### ASSIGNED TASK 1
Please reproduce the passage of the Hardeman family visit article starting at "Hardeman Legacy: Relationships" and ending at "several life-long friends.".
### ASSIGNED TASK 2
Carry the Hardeman family visit article forward from the point where it stops.

--- TEXT BLOCK Enclosed Below ---

Hardeman Legacy: Relationships Impacting the World


Alumni // June 21, 2016

Walking the paths family members did when their work began impacting the world from a West Tennessee college town, N. B. Hardeman’s granddaughter, Joanne Powers Bradshaw, and relatives from Georgia and Texas met in Henderson April 28, 2016. In addition to being welcomed by FHU faculty, staff and students, family members were greeted by Henderson Mayor Bobby King and several life-long friends.

Family members who arrived that morning began their day at the Henderson City Cemetery. It is where Hardeman, his wife, Joanna Tabler Hardeman, her parents, Eliza and Ephraim Tabler, and other family members are buried. A marker, perhaps the oldest in the graveyard, bears the name of Archibald McCorkle, a Revolutionary War veteran. McCorkle was the grandfather of Ephraim Newton Tabler, whose daughter, Joanna, married Hardeman. “Archibald,” Bradshaw said, “was always a part of our family history.”

--- End of Enclosed TEXT BLOCK ---
--- DATASET EXTRACT Enclosed Below ---

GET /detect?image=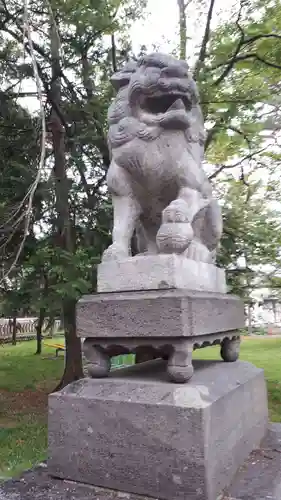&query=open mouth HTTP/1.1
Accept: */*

[141,93,191,115]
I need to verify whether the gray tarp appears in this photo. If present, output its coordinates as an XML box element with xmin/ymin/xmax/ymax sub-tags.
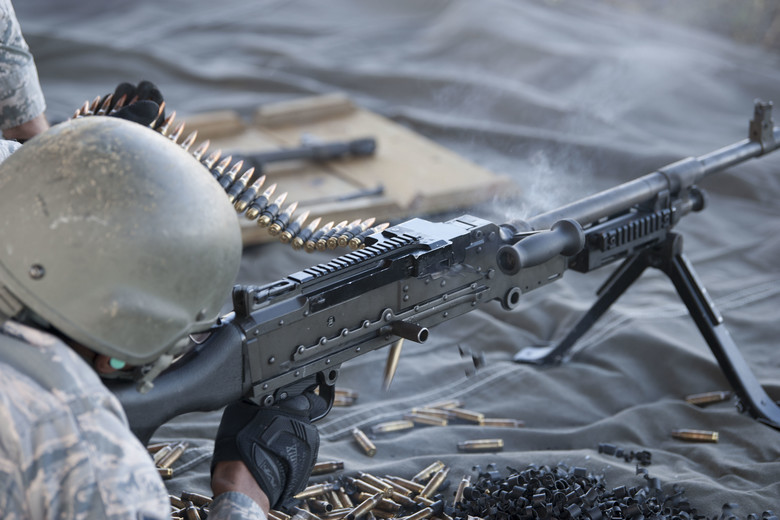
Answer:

--- End of Enclosed DATASET EXTRACT ---

### OUTPUT 1
Hardeman Legacy: Relationships Impacting the World


Alumni // June 21, 2016

Walking the paths family members did when their work began impacting the world from a West Tennessee college town, N. B. Hardeman’s granddaughter, Joanne Powers Bradshaw, and relatives from Georgia and Texas met in Henderson April 28, 2016. In addition to being welcomed by FHU faculty, staff and students, family members were greeted by Henderson Mayor Bobby King and several life-long friends.

### OUTPUT 2
Leaving Church Street, the family traveled to Freed-Hardeman for daily chapel, which included reading two of Hardeman’s favorite verses, I Corinthians 14:40 and I John 3:2. Dr. Greg Massey, FHU history professor, presented the program following the devotional. He shared correspondence and stories of three Freed-Hardeman alumni who maintained communication with President Hardeman after they left the college. After sharing details of their accomplishments, questions and lives, Massey summarized, “The most important thing about this school is relationships. What can only make this school transcendent and important are the relationships in Christ.”

Following chapel, family and friends met at Old Main, which was built by Hardeman and A.G. Freed in 1908 to house National Teachers Normal and Business College. The University Chorale performed in the lobby of Old Main under the direction of Dr. Gary McKnight. Following updates from Dr. Milton Sewell concerning plans for restoring the historic building, guests spent time in Chapel Hall, where daily chapel was once held.

Following lunch in the Hope Barber Shull Academic Resource Center, family and friends visited at the Hardeman House, where Hardeman lived 1915-54. Bradshaw and her family also lived in the house for a while in the 1930s.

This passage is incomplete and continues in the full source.